[Selected passage]
+---+

Visualizing the Ordinary

'How-To: The Paintings of Deborah Oropallo' speaks to the wonder of the everyday

By Christina Waters

A SUBSTANTIAL NEW show unveiled recently at the San Jose Museum of Art showcases the evocative eye of painter/conceptualist Deborah Oropallo. "How-To: The Paintings of Deborah Oropallo" offers a midcareer survey of 50 artworks spanning more than 20 years in the creative life of this influential Bay Area artist.

Oropallo's work questions the depths of the everyday, as if asking the familiar to stop pretending and uncloak its hidden secrets. The past threads through her entire body of work, scrapbook-fashion, in terms of bleed-through repetitions suggesting the patina of time, the uncertainty of memory.

Oropallo's most visually arresting pieces are her very recent work in which painting has given way to oversized digital inquiry, and Iris prints on canvas are silk-screened with sampled images of screen, wire and lace.

These enormous works saturated with intense primary colors manage to exist both as manipulated surfaces--Oropallo hand-silk-screens overlays of texture onto the oil-infused canvas--and as individual objects. The new pieces reveal the aesthetic dignity of the everyday in almost hypnotic ways. Oil drums, structural pipe, warehouse pallets, gas canisters and empty pails all take on epic proportions in these nonironic glimpses of grace in the very humble and the very simple. Some are huge creations. The show's centerpiece, Blue Palette, is a stunning 137 inches x 68 inches. Others are surprisingly delicate and accessibly scaled. A beauty entitled Whitework intrigues us with its skillful composition in which black lace has been screened over an Iris print of white industrial pipes.

+---+

[Listed records]
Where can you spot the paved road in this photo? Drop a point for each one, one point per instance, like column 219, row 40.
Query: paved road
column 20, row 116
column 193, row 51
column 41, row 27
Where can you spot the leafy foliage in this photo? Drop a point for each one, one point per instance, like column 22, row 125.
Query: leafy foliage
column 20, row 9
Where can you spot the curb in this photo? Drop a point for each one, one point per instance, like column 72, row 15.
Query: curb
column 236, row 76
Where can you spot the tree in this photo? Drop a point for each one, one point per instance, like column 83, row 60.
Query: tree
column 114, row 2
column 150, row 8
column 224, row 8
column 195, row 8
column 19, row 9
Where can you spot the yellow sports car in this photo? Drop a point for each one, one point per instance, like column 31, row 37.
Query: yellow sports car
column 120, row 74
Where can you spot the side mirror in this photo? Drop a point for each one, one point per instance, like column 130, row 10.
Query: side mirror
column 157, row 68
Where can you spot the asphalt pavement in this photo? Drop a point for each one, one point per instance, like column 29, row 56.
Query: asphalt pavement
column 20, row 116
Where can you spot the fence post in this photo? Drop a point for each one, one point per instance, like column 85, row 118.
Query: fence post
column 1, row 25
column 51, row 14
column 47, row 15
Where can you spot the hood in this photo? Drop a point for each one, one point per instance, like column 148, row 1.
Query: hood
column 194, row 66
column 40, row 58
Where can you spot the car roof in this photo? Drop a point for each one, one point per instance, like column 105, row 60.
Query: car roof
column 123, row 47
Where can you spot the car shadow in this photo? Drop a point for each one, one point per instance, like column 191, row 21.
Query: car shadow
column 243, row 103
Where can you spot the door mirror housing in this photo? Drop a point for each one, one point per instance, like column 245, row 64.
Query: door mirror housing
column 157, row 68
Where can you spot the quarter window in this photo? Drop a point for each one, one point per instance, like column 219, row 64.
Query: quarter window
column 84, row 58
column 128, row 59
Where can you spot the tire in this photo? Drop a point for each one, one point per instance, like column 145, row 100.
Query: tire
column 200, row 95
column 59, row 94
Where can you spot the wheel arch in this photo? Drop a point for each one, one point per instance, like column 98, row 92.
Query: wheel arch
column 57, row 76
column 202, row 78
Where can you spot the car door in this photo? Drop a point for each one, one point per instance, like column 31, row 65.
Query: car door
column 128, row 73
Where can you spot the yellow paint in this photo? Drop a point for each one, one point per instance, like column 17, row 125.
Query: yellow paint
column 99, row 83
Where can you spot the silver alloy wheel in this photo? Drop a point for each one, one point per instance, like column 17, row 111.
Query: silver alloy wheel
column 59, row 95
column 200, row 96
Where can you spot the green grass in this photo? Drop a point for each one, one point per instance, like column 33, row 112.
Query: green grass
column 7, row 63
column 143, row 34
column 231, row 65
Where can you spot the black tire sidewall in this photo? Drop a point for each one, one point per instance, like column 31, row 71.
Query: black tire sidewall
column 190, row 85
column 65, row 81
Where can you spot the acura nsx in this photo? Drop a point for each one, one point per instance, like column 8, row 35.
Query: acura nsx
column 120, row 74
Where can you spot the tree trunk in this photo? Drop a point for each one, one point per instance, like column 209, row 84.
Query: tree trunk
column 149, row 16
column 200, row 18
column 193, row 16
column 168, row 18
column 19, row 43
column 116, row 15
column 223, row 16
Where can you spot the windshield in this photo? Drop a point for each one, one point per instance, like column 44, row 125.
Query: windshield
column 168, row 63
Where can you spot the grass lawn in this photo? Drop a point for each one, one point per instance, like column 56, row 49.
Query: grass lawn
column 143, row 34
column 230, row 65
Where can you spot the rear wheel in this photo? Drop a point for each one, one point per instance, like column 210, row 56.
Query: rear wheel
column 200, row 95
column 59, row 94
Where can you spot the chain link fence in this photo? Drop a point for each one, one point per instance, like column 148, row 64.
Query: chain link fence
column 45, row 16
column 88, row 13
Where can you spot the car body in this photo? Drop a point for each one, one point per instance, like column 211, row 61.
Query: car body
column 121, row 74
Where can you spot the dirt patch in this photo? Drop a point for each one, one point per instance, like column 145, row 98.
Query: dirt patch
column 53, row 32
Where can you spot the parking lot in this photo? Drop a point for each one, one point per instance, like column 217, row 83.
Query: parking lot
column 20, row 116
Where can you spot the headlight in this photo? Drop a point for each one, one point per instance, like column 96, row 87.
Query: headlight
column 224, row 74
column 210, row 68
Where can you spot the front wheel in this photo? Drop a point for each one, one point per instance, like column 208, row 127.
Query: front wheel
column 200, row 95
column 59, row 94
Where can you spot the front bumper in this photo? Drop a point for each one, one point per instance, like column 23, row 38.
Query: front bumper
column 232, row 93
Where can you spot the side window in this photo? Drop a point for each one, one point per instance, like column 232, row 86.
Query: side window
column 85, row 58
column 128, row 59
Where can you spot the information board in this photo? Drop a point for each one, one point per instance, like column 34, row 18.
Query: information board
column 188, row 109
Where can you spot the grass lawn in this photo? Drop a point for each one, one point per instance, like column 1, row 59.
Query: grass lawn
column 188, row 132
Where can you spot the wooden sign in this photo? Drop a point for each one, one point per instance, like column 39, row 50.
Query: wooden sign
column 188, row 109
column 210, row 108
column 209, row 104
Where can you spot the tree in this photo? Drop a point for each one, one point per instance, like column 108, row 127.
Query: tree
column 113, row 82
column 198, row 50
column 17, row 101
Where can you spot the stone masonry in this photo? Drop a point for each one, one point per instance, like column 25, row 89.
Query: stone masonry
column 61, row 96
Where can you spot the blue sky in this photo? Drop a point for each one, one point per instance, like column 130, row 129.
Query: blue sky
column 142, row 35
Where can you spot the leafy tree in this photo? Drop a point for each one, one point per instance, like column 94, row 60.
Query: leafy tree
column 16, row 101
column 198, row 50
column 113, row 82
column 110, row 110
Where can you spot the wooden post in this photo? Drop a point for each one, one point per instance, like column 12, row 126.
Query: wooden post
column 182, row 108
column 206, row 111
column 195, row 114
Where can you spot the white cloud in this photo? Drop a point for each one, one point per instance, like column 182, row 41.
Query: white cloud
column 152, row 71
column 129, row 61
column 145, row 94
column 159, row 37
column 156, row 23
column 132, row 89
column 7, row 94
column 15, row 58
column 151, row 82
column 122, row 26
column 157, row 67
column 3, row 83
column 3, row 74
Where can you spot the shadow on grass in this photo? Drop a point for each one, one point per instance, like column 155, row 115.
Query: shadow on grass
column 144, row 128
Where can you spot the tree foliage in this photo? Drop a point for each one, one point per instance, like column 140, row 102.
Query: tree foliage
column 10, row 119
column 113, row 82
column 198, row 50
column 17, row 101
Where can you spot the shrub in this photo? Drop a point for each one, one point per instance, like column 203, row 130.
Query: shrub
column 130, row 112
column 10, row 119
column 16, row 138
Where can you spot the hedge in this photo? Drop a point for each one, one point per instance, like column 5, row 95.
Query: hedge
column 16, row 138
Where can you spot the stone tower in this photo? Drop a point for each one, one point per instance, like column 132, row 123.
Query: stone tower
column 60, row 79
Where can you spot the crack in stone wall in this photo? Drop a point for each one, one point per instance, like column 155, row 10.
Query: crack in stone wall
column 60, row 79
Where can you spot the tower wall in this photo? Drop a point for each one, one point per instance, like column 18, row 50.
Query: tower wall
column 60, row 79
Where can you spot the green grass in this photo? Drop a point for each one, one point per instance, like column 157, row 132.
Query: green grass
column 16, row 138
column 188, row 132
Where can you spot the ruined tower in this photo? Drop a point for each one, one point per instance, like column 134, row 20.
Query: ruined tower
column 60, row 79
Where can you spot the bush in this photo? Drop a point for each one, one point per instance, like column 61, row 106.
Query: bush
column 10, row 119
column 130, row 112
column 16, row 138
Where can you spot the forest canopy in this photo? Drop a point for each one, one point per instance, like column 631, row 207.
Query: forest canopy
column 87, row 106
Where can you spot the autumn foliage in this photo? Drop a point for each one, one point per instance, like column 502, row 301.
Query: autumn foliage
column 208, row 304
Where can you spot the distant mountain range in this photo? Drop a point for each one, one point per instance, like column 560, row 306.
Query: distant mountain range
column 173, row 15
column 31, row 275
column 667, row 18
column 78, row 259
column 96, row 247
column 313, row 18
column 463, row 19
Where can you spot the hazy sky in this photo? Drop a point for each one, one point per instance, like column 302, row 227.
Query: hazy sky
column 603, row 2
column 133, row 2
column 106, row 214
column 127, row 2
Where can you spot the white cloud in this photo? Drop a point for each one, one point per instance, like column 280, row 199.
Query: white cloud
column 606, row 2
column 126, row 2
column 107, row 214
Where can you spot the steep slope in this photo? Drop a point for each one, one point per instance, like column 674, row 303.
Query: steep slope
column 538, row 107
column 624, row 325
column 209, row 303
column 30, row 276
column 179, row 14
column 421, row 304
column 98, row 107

+---+

[Exercise tasks]
• a. According to the Oropallo review, which everyday objects take on epic proportions in the new pieces? List all of them.
• b. Reproduce the entries verbatim, starting with the line that contains "Where can you spot the wheel" and going on through the line that contains "column 200, row 96".
The Oropallo review and the entries have no connection to each other.

[Answers per task]
• a.
- Oil drums
- Structural pipe
- Warehouse pallets
- Gas canisters
- Empty pails

• b.
Where can you spot the wheel arch in this photo? Drop a point for each one, one point per instance, like column 98, row 92.
Query: wheel arch
column 57, row 76
column 202, row 78
Where can you spot the car door in this photo? Drop a point for each one, one point per instance, like column 31, row 65.
Query: car door
column 128, row 73
Where can you spot the yellow paint in this photo? Drop a point for each one, one point per instance, like column 17, row 125.
Query: yellow paint
column 99, row 83
Where can you spot the silver alloy wheel in this photo? Drop a point for each one, one point per instance, like column 17, row 111.
Query: silver alloy wheel
column 59, row 95
column 200, row 96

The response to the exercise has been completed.